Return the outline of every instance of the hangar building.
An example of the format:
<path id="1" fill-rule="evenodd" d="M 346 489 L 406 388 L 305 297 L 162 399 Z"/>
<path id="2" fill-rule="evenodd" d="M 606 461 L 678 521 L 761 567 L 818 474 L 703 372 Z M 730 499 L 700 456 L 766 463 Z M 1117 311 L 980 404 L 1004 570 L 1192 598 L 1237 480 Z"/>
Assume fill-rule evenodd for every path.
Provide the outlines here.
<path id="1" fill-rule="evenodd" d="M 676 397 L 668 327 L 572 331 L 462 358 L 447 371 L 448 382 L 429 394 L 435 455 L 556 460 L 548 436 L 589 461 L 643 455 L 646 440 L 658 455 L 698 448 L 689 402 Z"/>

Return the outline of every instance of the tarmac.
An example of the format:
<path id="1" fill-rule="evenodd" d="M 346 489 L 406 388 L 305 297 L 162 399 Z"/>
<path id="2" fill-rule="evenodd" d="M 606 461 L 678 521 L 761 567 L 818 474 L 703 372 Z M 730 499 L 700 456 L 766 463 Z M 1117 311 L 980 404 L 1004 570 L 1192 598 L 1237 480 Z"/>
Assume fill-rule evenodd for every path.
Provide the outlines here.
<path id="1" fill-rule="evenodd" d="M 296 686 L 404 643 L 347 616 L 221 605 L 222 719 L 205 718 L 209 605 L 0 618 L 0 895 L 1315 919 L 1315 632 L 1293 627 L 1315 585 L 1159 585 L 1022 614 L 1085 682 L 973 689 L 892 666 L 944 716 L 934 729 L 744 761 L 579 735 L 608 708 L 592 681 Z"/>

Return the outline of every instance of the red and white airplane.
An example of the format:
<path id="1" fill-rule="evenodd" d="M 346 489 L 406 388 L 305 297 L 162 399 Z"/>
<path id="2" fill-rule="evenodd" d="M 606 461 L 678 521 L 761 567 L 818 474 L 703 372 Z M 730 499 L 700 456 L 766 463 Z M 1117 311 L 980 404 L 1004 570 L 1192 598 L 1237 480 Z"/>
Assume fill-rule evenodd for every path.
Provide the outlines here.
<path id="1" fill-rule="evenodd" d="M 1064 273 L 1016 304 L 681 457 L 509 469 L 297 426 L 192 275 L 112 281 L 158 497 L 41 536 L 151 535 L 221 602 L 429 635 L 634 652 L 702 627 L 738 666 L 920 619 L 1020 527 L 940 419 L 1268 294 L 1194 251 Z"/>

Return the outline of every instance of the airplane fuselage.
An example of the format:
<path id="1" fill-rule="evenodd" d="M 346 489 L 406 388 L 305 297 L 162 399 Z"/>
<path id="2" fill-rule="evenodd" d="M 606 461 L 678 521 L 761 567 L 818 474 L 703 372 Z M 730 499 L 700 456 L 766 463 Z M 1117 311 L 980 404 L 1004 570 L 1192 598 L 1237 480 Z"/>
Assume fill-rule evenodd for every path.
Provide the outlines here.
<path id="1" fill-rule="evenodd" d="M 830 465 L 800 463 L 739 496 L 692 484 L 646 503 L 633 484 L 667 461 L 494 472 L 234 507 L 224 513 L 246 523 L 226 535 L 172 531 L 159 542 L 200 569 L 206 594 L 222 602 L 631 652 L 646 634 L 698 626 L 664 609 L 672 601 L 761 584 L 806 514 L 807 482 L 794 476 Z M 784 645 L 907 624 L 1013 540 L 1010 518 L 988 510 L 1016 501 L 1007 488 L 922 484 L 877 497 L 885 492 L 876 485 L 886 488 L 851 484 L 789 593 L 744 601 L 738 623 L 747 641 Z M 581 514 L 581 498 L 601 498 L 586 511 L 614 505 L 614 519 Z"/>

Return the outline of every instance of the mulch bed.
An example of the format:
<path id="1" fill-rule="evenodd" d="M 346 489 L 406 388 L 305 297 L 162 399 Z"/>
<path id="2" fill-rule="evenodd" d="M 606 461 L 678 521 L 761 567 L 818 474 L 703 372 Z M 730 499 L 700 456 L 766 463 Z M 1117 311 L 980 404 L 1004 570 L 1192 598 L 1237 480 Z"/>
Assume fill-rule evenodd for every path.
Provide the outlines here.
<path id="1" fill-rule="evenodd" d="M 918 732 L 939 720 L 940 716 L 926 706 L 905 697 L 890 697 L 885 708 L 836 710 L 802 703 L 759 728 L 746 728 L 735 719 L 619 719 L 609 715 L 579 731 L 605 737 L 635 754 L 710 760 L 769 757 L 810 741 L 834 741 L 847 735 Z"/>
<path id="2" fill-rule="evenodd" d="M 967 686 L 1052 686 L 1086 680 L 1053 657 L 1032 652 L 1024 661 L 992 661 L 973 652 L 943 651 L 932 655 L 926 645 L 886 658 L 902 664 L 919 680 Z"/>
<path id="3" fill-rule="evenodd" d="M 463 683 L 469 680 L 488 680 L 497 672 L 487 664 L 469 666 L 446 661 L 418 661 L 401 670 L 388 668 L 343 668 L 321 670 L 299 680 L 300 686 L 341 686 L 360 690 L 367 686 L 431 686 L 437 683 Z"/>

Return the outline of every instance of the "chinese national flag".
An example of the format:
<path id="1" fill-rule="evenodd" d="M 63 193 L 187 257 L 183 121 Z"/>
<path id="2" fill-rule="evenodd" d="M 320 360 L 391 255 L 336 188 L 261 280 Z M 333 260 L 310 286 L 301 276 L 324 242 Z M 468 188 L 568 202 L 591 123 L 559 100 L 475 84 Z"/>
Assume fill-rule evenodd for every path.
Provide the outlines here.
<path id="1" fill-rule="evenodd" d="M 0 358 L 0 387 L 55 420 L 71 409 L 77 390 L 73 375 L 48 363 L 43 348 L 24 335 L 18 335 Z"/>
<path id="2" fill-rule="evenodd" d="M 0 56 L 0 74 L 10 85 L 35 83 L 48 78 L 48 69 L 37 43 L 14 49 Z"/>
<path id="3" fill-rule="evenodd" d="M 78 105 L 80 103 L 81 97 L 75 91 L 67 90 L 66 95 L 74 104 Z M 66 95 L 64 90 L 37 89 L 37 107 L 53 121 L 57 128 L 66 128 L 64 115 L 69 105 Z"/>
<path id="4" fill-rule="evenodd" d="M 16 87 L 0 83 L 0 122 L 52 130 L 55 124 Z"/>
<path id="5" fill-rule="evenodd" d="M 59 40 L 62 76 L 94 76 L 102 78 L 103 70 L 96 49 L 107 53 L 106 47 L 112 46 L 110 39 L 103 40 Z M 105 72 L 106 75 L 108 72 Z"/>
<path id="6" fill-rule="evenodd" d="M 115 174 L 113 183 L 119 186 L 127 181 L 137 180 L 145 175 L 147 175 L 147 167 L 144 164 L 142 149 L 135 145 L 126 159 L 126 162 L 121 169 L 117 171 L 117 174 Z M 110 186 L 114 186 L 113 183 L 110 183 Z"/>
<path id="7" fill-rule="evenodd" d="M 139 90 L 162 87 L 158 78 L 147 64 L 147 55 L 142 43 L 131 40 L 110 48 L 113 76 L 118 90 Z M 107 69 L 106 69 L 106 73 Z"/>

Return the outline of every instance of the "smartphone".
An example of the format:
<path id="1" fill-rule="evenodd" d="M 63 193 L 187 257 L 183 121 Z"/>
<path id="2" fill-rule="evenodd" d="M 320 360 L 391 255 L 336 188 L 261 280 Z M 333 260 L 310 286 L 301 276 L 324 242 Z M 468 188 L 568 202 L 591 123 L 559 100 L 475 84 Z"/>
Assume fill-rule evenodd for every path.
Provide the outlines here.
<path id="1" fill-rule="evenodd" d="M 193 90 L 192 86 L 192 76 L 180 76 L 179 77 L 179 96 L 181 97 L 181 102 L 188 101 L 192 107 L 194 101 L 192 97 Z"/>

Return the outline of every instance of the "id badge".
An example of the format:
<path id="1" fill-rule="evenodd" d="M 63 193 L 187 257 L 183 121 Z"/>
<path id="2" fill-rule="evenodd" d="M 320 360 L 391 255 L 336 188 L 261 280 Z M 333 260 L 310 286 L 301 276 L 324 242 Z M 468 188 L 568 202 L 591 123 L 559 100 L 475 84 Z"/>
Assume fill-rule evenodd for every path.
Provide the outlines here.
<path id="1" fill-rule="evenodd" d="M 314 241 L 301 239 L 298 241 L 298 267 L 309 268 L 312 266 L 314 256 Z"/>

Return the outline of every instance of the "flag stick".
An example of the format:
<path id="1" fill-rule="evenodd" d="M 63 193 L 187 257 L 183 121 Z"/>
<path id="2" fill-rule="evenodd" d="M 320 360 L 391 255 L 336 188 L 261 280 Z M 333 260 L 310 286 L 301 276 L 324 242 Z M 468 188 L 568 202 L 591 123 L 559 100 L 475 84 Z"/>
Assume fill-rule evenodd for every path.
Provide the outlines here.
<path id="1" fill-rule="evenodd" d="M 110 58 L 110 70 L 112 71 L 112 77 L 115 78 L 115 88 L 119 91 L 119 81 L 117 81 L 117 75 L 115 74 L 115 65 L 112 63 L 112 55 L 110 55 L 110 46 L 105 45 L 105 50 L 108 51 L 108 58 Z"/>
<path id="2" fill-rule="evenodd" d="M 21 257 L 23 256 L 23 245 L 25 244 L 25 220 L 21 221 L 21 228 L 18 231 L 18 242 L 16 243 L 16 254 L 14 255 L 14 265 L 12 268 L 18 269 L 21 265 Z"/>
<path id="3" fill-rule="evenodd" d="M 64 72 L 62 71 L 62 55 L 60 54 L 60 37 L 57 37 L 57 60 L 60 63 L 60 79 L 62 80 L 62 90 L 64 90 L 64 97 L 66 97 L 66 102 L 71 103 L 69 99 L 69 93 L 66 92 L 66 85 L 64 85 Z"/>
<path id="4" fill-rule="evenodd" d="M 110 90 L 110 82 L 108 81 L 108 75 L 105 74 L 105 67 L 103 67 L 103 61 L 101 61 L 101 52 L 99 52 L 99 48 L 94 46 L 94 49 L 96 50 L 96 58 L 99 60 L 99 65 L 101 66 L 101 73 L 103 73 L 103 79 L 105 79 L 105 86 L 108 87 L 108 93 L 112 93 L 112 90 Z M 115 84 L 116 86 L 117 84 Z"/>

· · · · · · ·

The exercise: Report each line of the records that contains the word "instance".

Exercise response:
Return the outline of every instance of the hangar building.
Return the outline of every instance of the tarmac.
Return the outline of every instance of the red and white airplane.
Return the outline of every instance of the airplane fuselage.
Return the outline of every instance of the mulch bed.
Return the outline of every instance of the "chinese national flag".
Return the outline of every instance of the "smartphone".
Return the outline of every instance of the "id badge".
Return the outline of every instance of the "flag stick".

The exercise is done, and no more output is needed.